■ Instrucciones
1. Resume en forma de lista el párrafo del fragmento que empieza con «El día estaba al caer», sin perder sus datos principales.
2. Copia otra vez el fragmento empezando por «Largo tiempo estuve» y siguiendo hasta «que iba sacudiendo.», pero cambia «cúpula» por «bóveda».

■ Fragmento para leer
.....
Enterramientos de Garcilaso de la Vega y de su padre en Toledo

Bécquer. Enterramientos de Garcilaso de la Vega y de su padre en Toledo. Revista La Ilustración de Madrid


En una de las iglesias de Toledo más llena de obras de arte y recuerdos históricos hay al extremo de la nave lateral de la derecha una capilla oscura y de reducidas proporciones, a la que da entrada un gran arco redondo y macizo de estilo greco-romano.

En el testero de la capilla se levanta el altar, en cuyo retablo, cargado de adornos de gusto dudoso, pero ricos, se descubre la imagen de la Virgen que le da nombre. La luz, que penetra por la cúpula del templo y se derrama suave y templada por su espacioso ámbito, llega allí cansada y confusa, y sus reflejos azules se mezclan con la claridad rosada de un transparente de color que ocupa el fondo del camarín de la Virgen, sobre el cual destaca por oscuro el contorno de la santa imagen. La primera vez que visité el convento a que pertenece esta iglesia, ni sabía su nombre ni mucho menos los tesoros de arte que encerraban sus muros. Cansado de dar vueltas al azar por las calles de Toledo, acerté a pasar por una plazuela tan excusada y sola, que la hierba crecía entre las piedras como en un prado. Vi a medio cerrar el postigo de un templo y entré en él, como entraba y salía por todos los que me iba encontrando en el camino.

El día estaba al caer, y en el interior reinaba el silencio más profundo, turbado solo por el ruido de los pasos de una especie de sacristán que iba y venía a lo largo de las naves, limpiando el polvo de los altares, arrastrando de acá para allá los bancos del coro, y atizando las lamparillas de un vía crucis.

Largo tiempo estuve examinando algunos sepulcros notables esparcidos en diferentes puntos de la iglesia, tratando de descifrar sus borrosas inscripciones a la escasa luz que penetraba por los vidrios de la cúpula. Creía encontrarme solo en aquel sitio, sin otro compañero que el diligente sacristán, que no se daba punto de reposo en la operación de su minuciosa limpieza más que para hacer una genuflexión delante de cada altar de los que iba sacudiendo.
.....
■ Datos
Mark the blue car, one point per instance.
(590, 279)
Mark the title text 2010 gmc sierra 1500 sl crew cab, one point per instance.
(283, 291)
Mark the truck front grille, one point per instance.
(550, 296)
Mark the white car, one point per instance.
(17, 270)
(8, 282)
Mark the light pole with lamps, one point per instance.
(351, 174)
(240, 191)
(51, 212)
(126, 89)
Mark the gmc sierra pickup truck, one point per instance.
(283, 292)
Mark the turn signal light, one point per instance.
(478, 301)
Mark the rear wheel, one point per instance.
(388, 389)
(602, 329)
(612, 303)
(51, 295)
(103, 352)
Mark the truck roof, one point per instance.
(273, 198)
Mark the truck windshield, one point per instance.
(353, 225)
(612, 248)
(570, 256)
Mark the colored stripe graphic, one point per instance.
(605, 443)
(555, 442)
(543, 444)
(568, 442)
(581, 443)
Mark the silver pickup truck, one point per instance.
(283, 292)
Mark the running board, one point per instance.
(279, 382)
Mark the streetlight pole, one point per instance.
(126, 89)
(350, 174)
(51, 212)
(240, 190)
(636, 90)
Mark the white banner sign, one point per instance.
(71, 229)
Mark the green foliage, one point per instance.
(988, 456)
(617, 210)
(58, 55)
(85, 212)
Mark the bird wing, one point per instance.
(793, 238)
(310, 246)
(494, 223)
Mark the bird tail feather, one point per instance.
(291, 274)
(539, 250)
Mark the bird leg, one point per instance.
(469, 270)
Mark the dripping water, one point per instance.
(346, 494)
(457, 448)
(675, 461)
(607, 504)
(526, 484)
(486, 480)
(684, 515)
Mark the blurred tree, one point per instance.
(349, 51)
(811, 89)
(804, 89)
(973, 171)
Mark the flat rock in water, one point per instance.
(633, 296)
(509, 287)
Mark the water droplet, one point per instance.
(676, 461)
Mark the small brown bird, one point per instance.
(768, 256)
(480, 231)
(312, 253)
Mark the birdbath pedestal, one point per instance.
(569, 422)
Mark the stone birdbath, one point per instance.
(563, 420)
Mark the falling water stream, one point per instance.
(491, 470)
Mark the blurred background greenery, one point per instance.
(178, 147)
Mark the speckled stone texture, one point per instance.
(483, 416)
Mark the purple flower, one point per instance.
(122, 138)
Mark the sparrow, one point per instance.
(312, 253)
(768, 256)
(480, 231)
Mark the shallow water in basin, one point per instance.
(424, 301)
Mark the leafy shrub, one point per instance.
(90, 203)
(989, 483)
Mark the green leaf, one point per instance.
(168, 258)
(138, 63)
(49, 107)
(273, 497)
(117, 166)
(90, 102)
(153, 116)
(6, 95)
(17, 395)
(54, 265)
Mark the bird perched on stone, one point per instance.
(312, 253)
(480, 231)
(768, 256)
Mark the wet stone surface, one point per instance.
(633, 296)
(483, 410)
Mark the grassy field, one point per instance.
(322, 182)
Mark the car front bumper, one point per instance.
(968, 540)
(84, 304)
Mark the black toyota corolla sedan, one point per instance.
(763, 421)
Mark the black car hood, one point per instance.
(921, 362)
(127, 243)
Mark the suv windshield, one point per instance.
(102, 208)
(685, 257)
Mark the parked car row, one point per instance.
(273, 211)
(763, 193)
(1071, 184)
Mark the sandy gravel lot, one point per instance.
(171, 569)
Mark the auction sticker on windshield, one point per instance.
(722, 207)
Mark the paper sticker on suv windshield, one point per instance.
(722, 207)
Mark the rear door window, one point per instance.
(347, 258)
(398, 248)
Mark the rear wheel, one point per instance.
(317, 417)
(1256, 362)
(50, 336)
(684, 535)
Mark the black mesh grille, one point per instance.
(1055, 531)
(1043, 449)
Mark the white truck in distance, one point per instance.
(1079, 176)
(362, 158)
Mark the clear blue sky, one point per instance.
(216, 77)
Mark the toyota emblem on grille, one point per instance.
.....
■ Respuestas
1.
- Caía la tarde y en el interior del templo reinaba un silencio profundo.
- Solo lo turbaban los pasos de una especie de sacristán que iba y venía por las naves.
- Este limpiaba el polvo de los altares, arrastraba los bancos del coro y atizaba las lamparillas de un vía crucis.

2.
Largo tiempo estuve examinando algunos sepulcros notables esparcidos en diferentes puntos de la iglesia, tratando de descifrar sus borrosas inscripciones a la escasa luz que penetraba por los vidrios de la bóveda. Creía encontrarme solo en aquel sitio, sin otro compañero que el diligente sacristán, que no se daba punto de reposo en la operación de su minuciosa limpieza más que para hacer una genuflexión delante de cada altar de los que iba sacudiendo.